### Directions for this task
Read through the data below and state how many of its lines contain the word "letter", adding nothing.

### Task material
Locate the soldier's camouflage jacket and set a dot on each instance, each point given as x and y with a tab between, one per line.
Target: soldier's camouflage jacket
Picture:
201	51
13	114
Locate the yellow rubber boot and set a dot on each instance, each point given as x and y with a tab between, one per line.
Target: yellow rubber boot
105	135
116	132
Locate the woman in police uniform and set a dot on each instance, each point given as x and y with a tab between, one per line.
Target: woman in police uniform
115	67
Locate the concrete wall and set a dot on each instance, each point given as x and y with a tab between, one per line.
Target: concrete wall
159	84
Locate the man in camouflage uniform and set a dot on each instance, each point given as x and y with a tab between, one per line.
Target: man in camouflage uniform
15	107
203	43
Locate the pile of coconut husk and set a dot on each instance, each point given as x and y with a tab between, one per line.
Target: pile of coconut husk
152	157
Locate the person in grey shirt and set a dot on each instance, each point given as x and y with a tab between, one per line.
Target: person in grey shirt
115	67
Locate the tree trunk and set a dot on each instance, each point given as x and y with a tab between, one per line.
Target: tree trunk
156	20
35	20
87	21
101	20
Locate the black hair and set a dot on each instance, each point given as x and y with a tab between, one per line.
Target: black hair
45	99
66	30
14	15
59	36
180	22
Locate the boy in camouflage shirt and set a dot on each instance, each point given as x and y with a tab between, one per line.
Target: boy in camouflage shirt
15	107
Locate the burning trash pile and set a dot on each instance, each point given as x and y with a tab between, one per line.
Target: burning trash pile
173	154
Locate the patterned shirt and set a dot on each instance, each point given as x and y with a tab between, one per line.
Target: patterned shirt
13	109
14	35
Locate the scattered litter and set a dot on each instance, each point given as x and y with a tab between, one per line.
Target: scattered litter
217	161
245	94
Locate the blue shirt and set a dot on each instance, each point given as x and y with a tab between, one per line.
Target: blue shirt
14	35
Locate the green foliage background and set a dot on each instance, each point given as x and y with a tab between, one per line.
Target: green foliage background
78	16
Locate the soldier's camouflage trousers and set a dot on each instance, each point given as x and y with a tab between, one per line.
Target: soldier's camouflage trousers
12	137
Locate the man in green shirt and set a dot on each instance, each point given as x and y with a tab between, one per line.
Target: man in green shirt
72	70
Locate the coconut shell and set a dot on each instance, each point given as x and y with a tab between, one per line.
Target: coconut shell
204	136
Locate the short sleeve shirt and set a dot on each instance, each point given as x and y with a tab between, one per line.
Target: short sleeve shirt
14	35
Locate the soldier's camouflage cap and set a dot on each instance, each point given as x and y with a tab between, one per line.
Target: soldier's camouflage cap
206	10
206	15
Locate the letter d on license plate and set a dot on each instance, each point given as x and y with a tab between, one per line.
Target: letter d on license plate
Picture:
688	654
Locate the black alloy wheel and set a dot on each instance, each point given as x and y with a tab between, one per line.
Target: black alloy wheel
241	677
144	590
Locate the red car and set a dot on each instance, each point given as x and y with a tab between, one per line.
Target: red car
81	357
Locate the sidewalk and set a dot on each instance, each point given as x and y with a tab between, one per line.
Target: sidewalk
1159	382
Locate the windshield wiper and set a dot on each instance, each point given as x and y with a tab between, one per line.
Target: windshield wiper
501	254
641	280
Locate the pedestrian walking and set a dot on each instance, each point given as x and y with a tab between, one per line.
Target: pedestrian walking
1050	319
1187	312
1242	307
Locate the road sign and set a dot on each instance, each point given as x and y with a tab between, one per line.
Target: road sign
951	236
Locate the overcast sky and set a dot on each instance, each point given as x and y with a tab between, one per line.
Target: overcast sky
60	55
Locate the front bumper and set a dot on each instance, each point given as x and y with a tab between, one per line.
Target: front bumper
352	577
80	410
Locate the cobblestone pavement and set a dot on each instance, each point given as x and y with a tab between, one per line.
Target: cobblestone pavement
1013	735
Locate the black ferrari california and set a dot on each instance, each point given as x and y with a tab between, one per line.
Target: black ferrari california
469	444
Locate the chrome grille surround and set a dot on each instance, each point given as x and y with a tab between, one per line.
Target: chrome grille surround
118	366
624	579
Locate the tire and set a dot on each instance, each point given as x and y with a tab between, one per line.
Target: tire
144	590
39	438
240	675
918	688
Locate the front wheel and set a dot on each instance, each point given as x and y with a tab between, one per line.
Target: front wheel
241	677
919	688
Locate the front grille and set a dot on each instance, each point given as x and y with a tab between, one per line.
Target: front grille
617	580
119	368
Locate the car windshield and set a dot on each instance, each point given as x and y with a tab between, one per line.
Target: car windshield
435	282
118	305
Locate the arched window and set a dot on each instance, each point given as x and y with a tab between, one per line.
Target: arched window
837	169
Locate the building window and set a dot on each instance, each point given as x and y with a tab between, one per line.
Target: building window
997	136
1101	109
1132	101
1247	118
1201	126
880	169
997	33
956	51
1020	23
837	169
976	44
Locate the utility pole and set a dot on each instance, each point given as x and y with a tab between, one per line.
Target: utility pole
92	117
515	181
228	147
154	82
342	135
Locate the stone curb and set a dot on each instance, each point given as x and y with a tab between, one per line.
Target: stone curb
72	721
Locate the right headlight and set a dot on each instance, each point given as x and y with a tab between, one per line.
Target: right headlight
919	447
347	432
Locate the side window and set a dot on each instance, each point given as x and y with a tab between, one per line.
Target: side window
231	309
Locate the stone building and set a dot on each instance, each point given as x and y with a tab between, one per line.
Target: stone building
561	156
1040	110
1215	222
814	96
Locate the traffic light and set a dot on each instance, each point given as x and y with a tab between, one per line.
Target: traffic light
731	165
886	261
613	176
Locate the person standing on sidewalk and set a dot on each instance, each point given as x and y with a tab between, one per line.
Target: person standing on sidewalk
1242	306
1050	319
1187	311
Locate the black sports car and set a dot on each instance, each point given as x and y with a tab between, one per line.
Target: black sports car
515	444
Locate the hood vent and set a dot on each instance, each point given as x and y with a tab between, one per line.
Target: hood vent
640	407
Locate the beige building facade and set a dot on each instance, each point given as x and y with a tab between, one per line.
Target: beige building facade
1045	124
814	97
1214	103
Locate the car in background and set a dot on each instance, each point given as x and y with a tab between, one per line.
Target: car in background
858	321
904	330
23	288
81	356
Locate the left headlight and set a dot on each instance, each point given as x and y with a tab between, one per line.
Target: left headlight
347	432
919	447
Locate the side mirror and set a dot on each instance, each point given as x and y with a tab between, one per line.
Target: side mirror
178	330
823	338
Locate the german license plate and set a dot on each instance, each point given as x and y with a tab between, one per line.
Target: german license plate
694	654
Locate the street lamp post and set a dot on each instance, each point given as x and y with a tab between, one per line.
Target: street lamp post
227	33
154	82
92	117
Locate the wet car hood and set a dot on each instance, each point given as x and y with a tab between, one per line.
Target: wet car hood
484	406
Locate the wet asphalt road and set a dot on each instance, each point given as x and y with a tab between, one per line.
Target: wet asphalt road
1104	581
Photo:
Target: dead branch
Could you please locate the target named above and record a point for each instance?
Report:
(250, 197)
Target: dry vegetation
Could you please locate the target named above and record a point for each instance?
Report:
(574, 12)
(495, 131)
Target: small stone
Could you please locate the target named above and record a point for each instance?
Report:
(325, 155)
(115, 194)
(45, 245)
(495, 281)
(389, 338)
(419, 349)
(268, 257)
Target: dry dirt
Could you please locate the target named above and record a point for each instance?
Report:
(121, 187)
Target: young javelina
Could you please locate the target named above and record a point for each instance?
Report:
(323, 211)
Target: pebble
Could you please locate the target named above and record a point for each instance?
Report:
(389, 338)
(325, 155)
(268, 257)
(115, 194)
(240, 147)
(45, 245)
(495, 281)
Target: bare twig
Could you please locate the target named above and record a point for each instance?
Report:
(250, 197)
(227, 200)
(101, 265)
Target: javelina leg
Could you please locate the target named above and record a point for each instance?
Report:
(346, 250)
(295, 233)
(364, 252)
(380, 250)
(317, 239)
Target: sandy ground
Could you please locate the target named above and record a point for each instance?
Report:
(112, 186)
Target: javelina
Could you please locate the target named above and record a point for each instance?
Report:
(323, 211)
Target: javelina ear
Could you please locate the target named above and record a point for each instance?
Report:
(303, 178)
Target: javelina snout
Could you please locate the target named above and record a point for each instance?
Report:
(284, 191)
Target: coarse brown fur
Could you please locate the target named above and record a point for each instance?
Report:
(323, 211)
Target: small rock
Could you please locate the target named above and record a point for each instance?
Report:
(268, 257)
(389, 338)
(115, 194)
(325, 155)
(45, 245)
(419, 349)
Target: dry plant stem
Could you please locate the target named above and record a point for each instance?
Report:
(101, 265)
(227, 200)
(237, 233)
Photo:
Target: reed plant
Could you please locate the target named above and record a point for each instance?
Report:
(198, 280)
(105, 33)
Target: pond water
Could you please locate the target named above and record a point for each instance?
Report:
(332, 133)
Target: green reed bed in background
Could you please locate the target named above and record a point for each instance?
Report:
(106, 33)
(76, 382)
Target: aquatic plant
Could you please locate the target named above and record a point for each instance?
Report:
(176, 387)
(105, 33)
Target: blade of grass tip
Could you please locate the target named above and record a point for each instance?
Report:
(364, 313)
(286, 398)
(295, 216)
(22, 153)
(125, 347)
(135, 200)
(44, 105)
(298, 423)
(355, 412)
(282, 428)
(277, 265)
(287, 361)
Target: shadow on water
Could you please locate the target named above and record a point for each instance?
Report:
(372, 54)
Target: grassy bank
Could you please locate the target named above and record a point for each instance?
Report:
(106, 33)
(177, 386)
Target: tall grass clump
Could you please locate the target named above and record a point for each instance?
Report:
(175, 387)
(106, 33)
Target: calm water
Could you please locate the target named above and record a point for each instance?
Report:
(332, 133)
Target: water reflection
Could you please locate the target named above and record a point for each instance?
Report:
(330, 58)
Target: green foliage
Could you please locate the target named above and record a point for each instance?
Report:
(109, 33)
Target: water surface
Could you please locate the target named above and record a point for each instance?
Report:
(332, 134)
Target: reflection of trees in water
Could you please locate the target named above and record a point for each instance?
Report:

### Result of this exercise
2